▸ Exercise instructions: Pull out every line in the rows below that contains the string "basket", matching case exactly.

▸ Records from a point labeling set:

________

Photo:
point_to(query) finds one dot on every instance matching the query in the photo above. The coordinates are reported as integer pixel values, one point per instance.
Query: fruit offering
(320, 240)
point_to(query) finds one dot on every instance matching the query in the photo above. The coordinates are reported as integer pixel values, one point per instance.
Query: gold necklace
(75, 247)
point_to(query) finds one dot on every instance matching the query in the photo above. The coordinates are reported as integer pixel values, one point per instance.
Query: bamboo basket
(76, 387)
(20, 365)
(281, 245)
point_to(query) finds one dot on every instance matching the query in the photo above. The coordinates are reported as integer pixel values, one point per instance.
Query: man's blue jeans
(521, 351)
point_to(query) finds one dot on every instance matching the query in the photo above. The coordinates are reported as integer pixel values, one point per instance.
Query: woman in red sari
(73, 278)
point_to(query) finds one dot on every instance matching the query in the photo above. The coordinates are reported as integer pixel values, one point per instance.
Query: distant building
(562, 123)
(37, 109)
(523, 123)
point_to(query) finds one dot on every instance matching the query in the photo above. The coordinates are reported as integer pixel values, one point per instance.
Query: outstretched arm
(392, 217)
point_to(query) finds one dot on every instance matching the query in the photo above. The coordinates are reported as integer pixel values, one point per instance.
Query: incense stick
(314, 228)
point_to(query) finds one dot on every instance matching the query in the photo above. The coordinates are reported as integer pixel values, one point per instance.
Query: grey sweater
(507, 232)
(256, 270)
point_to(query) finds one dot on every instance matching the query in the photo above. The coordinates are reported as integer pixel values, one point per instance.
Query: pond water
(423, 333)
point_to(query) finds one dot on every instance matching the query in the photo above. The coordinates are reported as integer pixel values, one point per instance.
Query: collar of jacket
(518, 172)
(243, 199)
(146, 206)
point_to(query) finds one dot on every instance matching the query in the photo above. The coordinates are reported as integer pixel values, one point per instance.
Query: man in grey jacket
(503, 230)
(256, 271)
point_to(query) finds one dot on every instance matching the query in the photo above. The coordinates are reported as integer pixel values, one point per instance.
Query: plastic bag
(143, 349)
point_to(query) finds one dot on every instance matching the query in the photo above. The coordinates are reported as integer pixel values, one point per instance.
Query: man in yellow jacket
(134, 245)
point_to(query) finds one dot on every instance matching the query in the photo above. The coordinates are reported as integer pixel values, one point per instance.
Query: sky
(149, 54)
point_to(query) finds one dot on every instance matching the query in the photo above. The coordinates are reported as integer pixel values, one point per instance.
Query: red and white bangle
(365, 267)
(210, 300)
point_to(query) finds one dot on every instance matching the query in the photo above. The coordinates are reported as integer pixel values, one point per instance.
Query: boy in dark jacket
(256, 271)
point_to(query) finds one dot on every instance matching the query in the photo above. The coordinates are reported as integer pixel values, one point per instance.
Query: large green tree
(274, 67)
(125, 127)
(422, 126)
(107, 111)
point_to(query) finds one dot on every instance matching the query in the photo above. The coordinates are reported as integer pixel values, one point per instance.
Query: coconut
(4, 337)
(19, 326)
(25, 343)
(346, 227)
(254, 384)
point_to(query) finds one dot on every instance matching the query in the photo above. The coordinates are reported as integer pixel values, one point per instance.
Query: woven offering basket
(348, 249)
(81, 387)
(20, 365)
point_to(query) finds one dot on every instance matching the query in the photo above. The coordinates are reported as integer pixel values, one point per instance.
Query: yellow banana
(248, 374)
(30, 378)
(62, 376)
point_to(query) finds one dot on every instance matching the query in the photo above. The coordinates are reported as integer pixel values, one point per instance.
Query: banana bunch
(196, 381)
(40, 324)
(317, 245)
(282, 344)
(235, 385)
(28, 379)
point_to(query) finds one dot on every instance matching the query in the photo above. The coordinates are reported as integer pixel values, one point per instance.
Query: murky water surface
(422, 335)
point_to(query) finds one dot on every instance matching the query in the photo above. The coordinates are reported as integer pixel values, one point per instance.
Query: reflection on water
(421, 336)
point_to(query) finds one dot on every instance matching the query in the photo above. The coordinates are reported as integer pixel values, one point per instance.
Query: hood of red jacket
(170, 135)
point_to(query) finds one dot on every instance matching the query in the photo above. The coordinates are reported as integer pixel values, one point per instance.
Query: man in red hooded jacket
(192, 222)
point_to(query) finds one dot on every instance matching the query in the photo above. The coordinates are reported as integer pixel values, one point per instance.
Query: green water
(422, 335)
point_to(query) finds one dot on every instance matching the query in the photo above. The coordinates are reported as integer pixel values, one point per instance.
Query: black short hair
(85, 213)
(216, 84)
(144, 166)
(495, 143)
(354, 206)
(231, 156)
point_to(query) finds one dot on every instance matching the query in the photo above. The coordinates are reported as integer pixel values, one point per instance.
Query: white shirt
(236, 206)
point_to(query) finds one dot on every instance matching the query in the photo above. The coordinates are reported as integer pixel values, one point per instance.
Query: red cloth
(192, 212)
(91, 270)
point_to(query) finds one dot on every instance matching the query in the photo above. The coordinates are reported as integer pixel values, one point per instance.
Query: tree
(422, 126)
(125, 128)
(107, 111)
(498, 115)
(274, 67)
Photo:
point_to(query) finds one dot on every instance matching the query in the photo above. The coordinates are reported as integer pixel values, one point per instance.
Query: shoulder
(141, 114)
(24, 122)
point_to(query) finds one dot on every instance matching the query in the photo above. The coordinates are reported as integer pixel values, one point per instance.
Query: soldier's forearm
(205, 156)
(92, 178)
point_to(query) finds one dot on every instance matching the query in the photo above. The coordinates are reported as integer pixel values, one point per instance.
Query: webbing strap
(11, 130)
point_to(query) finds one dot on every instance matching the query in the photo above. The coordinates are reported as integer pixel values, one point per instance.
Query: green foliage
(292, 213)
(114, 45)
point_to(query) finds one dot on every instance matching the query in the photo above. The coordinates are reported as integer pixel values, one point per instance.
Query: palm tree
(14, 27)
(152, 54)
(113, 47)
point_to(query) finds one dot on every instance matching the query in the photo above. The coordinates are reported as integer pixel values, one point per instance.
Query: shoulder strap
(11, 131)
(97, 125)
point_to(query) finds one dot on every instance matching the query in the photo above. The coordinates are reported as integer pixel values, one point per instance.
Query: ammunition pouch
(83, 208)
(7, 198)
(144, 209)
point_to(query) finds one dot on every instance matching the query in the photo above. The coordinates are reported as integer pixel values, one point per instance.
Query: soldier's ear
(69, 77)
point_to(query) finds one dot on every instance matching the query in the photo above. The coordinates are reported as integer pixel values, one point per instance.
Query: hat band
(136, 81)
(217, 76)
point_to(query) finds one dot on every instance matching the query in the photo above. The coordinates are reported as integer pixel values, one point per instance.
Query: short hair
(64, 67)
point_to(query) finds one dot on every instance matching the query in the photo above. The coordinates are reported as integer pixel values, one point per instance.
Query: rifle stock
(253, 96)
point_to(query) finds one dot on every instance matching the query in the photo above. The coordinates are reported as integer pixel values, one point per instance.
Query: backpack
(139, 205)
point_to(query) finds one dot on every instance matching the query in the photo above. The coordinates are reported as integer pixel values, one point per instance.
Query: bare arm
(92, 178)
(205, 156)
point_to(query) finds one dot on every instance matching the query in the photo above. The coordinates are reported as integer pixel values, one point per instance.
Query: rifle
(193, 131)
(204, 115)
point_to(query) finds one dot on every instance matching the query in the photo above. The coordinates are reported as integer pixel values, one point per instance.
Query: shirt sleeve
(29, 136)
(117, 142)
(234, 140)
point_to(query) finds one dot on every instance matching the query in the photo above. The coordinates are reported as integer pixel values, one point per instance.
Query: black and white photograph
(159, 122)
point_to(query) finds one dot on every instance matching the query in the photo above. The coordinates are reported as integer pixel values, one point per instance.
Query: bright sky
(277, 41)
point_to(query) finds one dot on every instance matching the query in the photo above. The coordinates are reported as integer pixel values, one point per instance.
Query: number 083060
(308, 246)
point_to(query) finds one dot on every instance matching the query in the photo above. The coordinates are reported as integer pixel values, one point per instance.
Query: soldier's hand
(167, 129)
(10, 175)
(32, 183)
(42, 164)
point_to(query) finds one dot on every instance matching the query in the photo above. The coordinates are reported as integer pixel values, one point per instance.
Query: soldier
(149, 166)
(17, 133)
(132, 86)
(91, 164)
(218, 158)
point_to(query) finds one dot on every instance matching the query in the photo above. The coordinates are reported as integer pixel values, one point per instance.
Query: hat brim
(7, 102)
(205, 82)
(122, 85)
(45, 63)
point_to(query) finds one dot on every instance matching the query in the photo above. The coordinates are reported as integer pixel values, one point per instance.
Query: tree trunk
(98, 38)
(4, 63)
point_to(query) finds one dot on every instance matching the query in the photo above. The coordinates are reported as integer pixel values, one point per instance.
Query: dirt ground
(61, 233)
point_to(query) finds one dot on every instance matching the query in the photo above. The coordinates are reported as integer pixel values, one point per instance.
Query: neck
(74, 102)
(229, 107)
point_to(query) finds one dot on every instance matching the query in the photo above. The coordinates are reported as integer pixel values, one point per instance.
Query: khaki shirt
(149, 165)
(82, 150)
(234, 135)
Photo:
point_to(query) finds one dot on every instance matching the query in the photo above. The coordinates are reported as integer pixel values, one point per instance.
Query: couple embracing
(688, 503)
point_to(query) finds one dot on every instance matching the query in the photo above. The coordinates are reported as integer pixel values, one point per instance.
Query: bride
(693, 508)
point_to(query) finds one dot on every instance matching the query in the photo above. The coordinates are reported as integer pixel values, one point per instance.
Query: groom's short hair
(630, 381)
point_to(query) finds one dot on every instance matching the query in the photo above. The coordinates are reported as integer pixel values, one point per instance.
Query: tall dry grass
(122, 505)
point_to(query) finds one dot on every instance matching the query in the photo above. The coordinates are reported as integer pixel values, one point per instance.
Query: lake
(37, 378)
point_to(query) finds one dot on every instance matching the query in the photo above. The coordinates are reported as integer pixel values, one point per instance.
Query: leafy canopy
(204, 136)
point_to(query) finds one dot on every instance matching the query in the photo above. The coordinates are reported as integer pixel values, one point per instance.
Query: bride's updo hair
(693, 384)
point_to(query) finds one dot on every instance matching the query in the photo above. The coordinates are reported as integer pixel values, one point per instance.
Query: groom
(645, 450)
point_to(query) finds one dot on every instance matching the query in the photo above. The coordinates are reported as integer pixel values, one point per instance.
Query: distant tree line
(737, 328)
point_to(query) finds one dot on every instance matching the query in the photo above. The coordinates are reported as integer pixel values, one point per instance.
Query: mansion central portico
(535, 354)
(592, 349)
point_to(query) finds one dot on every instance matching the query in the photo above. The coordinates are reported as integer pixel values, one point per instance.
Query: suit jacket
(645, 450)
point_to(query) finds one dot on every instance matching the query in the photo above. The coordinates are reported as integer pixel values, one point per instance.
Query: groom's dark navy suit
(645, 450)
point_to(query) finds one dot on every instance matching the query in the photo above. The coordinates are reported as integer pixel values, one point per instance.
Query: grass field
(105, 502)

________

▸ Exercise output:
Query: bamboo basket
Query: woven offering basket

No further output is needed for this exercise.